Description of the task:
Can you swap "gray" for "brown" in the data below, starting at the beginning of the data and ending at the line that contains "[421,278,625,475]", and give back only those lines, otherwise unchanged and without the pictures?

Excerpted data:
[Begin]

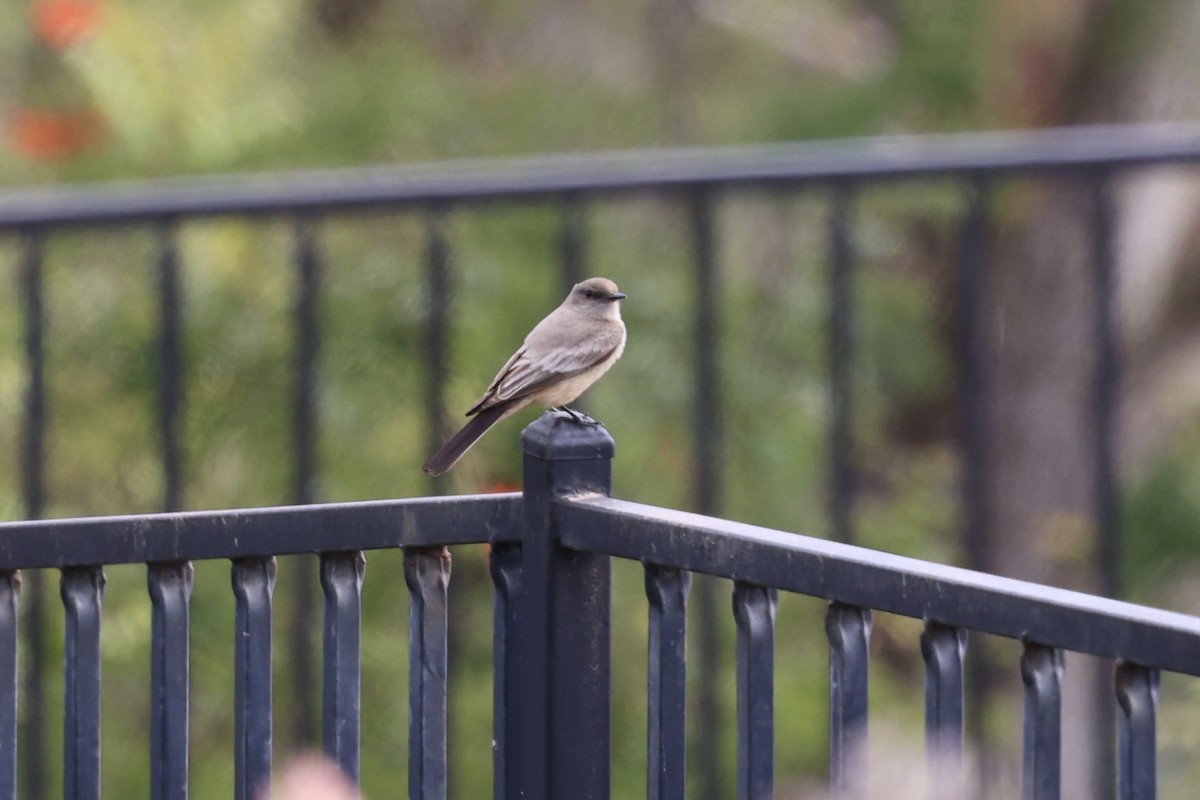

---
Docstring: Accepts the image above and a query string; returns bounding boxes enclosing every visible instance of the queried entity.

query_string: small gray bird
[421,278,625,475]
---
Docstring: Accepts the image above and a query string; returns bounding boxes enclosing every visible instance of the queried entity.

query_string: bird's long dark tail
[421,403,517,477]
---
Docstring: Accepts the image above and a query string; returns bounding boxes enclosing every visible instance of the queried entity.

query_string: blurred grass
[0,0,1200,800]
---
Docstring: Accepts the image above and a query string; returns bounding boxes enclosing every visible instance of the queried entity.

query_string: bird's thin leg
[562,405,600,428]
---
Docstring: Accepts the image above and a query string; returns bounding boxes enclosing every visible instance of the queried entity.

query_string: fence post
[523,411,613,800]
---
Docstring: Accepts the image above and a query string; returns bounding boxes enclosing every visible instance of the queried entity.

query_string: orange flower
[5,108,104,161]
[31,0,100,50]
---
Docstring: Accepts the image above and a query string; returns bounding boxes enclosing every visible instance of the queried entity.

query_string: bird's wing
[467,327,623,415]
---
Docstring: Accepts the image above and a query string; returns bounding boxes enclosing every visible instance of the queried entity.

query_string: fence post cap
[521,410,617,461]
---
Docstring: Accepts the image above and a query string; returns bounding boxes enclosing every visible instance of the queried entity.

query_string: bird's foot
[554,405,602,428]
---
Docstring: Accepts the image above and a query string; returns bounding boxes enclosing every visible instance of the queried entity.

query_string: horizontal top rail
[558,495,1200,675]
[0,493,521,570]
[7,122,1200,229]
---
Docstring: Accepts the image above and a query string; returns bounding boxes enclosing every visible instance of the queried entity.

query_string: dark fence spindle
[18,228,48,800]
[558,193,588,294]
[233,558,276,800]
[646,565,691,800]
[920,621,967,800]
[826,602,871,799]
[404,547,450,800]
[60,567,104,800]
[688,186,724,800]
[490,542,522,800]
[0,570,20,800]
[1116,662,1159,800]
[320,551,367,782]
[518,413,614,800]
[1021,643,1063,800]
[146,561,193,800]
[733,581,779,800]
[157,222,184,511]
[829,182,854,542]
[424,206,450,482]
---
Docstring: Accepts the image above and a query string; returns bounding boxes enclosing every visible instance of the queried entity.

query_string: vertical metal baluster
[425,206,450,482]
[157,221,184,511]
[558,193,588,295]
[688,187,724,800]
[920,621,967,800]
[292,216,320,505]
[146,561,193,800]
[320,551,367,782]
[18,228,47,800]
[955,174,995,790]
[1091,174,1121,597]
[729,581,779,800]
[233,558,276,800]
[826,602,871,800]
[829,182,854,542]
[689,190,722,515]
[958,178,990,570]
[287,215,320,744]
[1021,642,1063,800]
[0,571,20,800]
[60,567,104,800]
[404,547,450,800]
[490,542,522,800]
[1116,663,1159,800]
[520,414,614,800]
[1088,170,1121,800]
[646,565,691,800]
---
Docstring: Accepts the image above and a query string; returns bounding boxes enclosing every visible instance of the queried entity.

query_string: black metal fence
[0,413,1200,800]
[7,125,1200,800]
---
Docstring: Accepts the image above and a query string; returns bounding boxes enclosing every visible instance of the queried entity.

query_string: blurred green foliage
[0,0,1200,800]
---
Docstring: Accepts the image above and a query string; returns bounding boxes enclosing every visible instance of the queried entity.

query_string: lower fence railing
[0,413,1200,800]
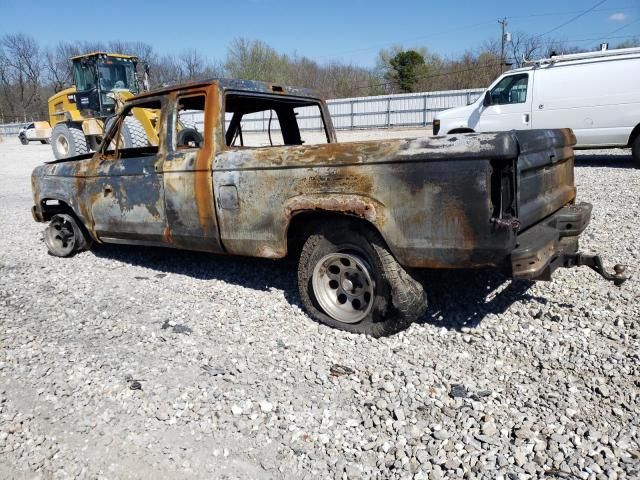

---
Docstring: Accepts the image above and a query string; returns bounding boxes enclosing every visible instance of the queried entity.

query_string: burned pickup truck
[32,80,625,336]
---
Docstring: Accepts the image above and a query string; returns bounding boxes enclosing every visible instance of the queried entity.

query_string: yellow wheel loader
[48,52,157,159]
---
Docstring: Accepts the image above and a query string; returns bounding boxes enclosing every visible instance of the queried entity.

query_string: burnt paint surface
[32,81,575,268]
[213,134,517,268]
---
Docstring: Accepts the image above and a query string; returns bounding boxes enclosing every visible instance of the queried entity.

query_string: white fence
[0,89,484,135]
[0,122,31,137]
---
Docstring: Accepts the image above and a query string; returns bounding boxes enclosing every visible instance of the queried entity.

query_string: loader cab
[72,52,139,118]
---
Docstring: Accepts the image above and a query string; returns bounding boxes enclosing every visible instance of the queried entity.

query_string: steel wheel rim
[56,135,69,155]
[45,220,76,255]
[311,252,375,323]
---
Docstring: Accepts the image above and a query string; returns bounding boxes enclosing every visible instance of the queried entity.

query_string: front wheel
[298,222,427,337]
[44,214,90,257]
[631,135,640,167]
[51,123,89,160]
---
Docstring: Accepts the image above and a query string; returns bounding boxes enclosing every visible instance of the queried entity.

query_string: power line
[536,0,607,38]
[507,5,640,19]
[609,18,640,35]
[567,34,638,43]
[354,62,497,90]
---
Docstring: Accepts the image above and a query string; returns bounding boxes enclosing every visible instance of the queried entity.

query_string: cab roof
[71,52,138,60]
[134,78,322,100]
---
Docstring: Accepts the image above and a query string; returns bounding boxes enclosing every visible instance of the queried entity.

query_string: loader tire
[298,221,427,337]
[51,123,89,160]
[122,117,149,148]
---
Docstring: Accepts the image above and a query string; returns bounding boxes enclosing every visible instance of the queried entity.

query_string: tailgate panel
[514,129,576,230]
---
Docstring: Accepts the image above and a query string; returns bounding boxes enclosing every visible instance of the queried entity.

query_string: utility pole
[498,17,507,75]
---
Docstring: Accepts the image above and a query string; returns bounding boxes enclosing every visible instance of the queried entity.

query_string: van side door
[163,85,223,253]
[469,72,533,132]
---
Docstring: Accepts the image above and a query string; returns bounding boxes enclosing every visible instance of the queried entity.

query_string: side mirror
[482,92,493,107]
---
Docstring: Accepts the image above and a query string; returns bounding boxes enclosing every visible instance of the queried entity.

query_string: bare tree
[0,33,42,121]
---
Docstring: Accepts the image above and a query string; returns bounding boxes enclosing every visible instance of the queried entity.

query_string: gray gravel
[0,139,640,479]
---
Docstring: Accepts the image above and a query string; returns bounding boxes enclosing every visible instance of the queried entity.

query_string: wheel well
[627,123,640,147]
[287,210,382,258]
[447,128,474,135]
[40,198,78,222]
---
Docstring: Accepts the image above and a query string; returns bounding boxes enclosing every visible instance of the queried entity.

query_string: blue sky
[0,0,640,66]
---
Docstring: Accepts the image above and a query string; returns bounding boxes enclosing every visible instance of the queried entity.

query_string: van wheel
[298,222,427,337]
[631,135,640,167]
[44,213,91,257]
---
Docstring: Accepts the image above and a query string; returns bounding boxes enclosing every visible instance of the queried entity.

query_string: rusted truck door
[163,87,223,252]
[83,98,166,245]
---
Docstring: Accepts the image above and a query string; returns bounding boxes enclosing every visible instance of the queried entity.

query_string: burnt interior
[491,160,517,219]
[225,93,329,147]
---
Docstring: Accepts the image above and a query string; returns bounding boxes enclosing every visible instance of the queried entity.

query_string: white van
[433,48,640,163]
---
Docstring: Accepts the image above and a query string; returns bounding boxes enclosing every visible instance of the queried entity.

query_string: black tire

[End]

Written response:
---
Docstring: Accepts the image above and a query string; returns bounding boxes enclosing every visible instance of the queried entity.

query_string: small brown bird
[421,278,625,475]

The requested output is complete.